Kurze Aufgabe 1: An welchem Tag erklärte der Beteiligte zu 3 laut dem Abschnitt über den Erbschaftsstreit die Ausschlagung der Erbschaft?
Kurze Aufgabe 2: Gib aus dem Abschnitt über den Erbschaftsstreit den Wortlaut unverändert aus, beginnend bei "Nach dem Tod" und endend bei "jeweils 1/2 auswies.".
Kurze Aufgabe 3: Schreibe den Abschnitt über den Erbschaftsstreit im Anschluss an seinen letzten Satz weiter.

Nach dem Tod der Erblasserin erklärte der Beteiligte zu 3 am 27.07.2015 formgerecht die Ausschlagung der Erbschaft. Auf Antrag der Beteiligten zu 1 und zu 2 erteilte das Notariat W. als Nachlassgericht durch den Nachlassrichter am 28.07.2015 einen Erbschein, der die Beteiligten zu 1 und zu 2 als Erben aufgrund testamentarischer Erbfolge zu jeweils 1/2 auswies.
Im Jahr 2019 verklagten die Beteiligten zu 1 und zu 2 den Beteiligten zu 3 auf Räumung der von ihm im ersten Obergeschoss des Anwesens bewohnten Räume. Das Landgericht Mosbach - 1 O 95/19 - wies die Klage mit Urteil vom 19.09.2019 ab, weil dem Beteiligten zu 3 mit dem Testament ein Wohnrecht als Vorausvermächtnis zugewandt worden sei, welches von der Ausschlagung nicht berührt werde. Auf die Berufung der Beteiligten zu 1 und zu 2 hob das Oberlandesgericht Karlsruhe - 19 U 124/19 - aufgrund der mündlichen Verhandlung vom 07.07.2020 das landgerichtliche Urteil auf und gab der Klage statt. Ein Vorausvermächtnis sei dem Testament nicht zu entnehmen. Vielmehr handele es sich bei der Regelung zu der Eigentumswohnung, welche den wesentlichen Wert des Nachlasses bildete, um eine Teilungsanordnung.

Material:
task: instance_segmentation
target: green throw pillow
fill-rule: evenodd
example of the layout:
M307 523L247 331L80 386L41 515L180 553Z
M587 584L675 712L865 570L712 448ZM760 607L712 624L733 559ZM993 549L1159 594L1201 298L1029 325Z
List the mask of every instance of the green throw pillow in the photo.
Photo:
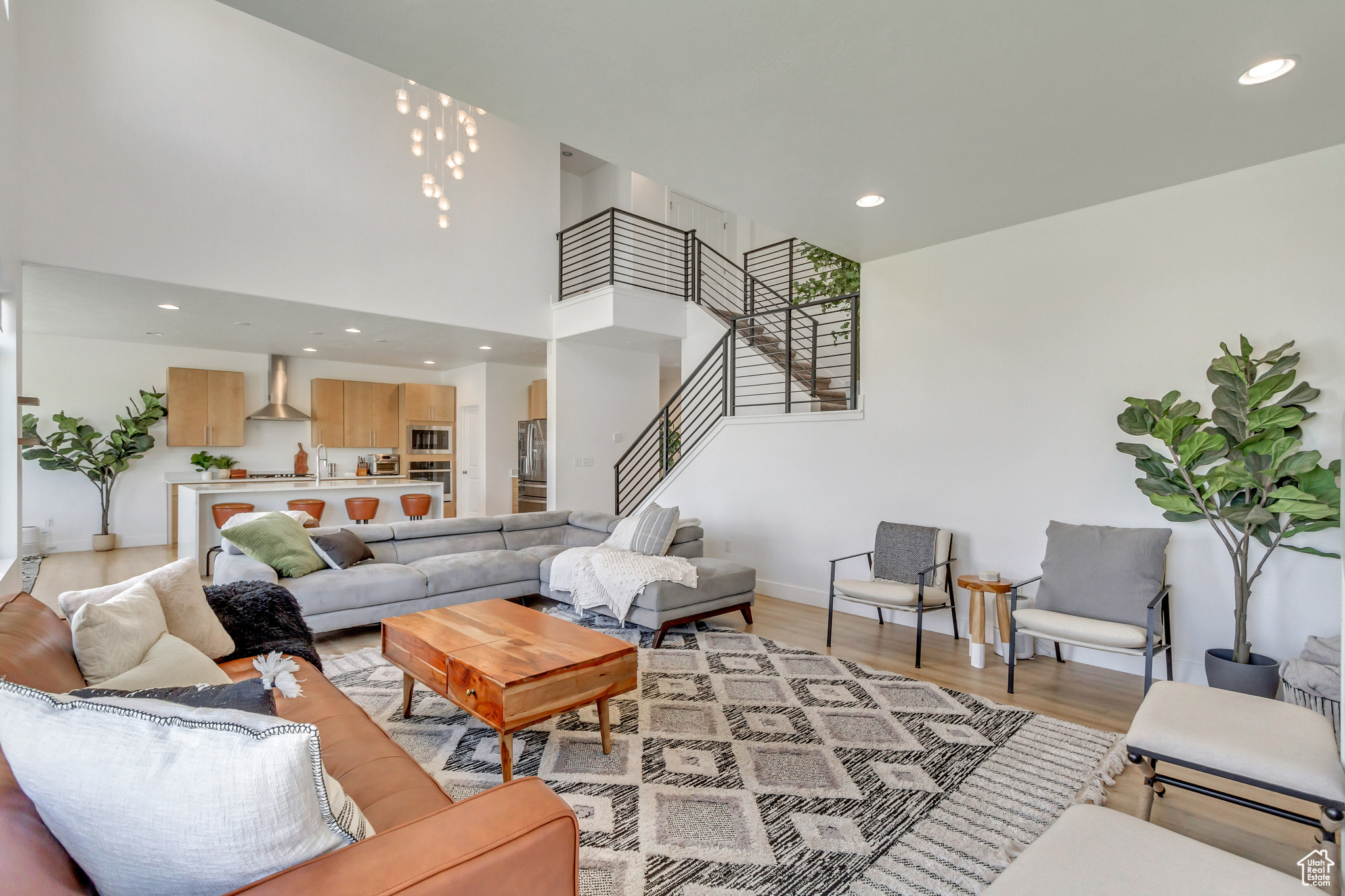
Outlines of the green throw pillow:
M286 579L327 568L327 562L313 551L308 531L293 517L268 513L249 523L225 529L225 537L253 560L265 563Z

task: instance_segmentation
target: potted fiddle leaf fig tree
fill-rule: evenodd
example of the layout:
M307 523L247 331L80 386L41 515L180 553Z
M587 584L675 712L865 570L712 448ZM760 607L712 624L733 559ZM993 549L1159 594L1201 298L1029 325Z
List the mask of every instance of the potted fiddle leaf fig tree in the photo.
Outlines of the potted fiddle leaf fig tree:
M117 536L108 532L108 512L112 509L112 486L117 476L126 472L130 461L141 458L155 446L149 427L168 414L161 404L163 392L140 390L144 408L136 407L134 399L126 408L126 416L117 415L117 429L104 437L83 422L82 416L69 416L65 412L52 414L56 431L43 438L38 434L38 418L23 415L24 438L36 439L39 447L23 453L23 459L36 461L43 470L70 470L86 477L98 488L102 502L102 529L93 536L94 551L110 551L117 547Z
M1205 376L1215 386L1209 418L1181 392L1161 399L1127 398L1116 422L1131 435L1150 435L1162 450L1135 442L1116 449L1135 458L1145 474L1139 490L1173 523L1204 520L1219 536L1233 566L1233 646L1205 652L1205 676L1216 688L1274 697L1276 661L1252 653L1247 606L1252 584L1278 548L1340 559L1289 540L1305 532L1338 528L1341 462L1322 466L1321 451L1302 450L1307 403L1321 392L1295 386L1299 355L1294 343L1255 357L1247 337L1237 355L1220 343ZM1206 423L1209 426L1206 426ZM1254 553L1252 543L1258 544ZM1259 556L1258 556L1259 553Z

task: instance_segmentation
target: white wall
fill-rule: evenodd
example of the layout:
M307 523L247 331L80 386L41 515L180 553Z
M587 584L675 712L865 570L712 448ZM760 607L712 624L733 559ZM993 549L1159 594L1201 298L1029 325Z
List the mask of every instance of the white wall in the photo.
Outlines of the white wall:
M19 146L19 3L0 20L0 594L19 590L23 173Z
M24 261L549 334L554 140L479 117L445 231L395 74L213 0L23 15Z
M951 528L959 572L1011 578L1038 572L1049 520L1171 525L1178 677L1204 681L1205 649L1232 639L1229 560L1135 489L1115 418L1127 395L1171 388L1208 410L1220 340L1297 339L1322 390L1307 443L1340 457L1342 208L1336 146L868 263L863 419L725 427L658 501L706 521L707 553L732 539L763 592L812 603L827 559L872 545L880 520ZM1340 631L1340 563L1278 552L1255 586L1254 650L1297 656Z
M116 426L116 415L125 414L126 400L139 399L141 388L167 387L169 367L196 367L218 371L242 371L243 407L253 412L266 403L266 356L241 352L217 352L175 345L145 345L141 343L114 343L112 340L75 339L24 334L24 383L32 395L42 399L40 408L28 408L39 415L38 431L50 435L55 426L51 415L63 411L83 416L104 435ZM289 403L304 411L311 410L311 384L319 379L350 379L374 383L441 383L445 373L417 371L404 367L374 364L346 364L342 361L292 357L289 363ZM172 396L168 399L172 407ZM278 423L274 420L247 420L242 447L171 447L168 423L157 423L151 434L155 447L130 469L117 477L112 502L112 531L120 536L118 547L163 544L167 532L164 473L192 470L191 455L200 450L229 454L249 470L291 470L295 453L303 441L308 451L308 465L313 469L316 457L311 445L308 423ZM369 450L328 449L328 459L336 463L338 476L355 473L355 461ZM405 459L405 458L404 458ZM98 492L83 477L65 470L43 470L36 461L23 461L23 521L24 525L48 528L51 551L87 551L90 536L98 532ZM332 510L328 510L332 513ZM340 510L335 512L338 516Z
M660 407L659 356L569 340L553 340L546 355L546 506L612 513L612 465Z

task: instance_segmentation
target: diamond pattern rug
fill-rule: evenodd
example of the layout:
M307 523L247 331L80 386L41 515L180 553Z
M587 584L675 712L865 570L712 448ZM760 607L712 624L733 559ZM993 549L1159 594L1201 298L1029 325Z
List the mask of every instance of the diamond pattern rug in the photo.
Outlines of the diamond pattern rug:
M640 645L639 688L514 736L580 819L581 896L962 895L1075 802L1103 801L1118 735L698 622L652 631L551 615ZM495 732L377 647L327 674L464 799L500 782Z

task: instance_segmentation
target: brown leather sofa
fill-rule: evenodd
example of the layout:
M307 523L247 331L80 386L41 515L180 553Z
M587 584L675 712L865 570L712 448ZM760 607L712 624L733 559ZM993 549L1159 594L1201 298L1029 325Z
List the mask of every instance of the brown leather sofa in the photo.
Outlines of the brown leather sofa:
M363 709L320 672L297 662L304 696L286 700L277 692L277 709L317 725L327 771L378 833L234 892L577 895L578 821L538 778L515 778L455 803ZM235 681L257 676L250 660L221 668ZM0 676L51 693L85 686L69 626L27 594L0 596ZM5 893L94 892L42 823L3 755L0 869Z

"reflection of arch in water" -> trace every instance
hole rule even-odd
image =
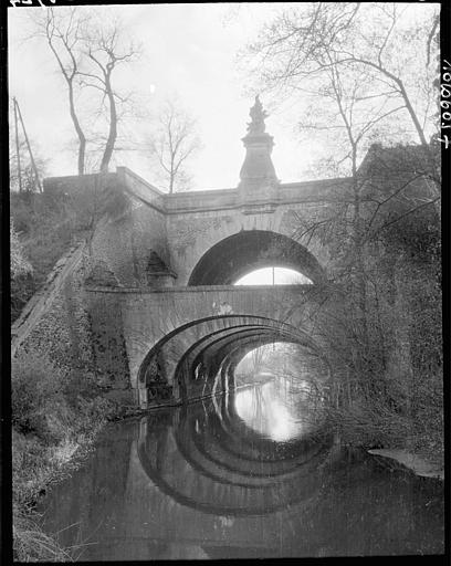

Schriftliche Antwort 1: Am 27.07.2015.

Schriftliche Antwort 2:
Nach dem Tod der Erblasserin erklärte der Beteiligte zu 3 am 27.07.2015 formgerecht die Ausschlagung der Erbschaft. Auf Antrag der Beteiligten zu 1 und zu 2 erteilte das Notariat W. als Nachlassgericht durch den Nachlassrichter am 28.07.2015 einen Erbschein, der die Beteiligten zu 1 und zu 2 als Erben aufgrund testamentarischer Erbfolge zu jeweils 1/2 auswies.

Schriftliche Antwort 3:
Am 07.10.2020 (AS I, 57) erklärte der Beteiligte zu 3 dann zur Niederschrift des Nachlassgerichts die Anfechtung der Ausschlagung der Erbschaft und beantragte die Einziehung des Erbscheins (AS I, 122). Er sei irrtümlich davon ausgegangen, dass die im Testament erfolgte Zuordnung der Räume im ersten Obergeschoss des Anwesens ein Vorausvermächtnis gewesen sei, welches ihm unabhängig von einer Erbenstellung verbleibe. Ohne diesen Irrtum hätte er die Erbschaft nicht ausgeschlagen.
In der Folge hat der Beteiligte zu 3 weitergehend mitgeteilt, dass die Volksbank von ihm verlangt habe, nicht nur für die Schulden seiner Mutter, sondern auch für die seiner Geschwister über insgesamt 63.000,00 EUR zu haften. In Unkenntnis des § 1967 BGB sei er - auch wegen einer Falschberatung durch seinen Rechtsanwalt - davon ausgegangen, dass er ohne Ausschlagung haften müsse. Auch deswegen sei er zur Anfechtung berechtigt.
Die Beteiligten zu 1 und zu 2 sind dem Einziehungsantrag entgegengetreten. Die Anfechtungserklärung sei bereits verfristet. Der Beteiligte zu 3 habe durch den in der Verhandlung vor dem 19. Zivilsen...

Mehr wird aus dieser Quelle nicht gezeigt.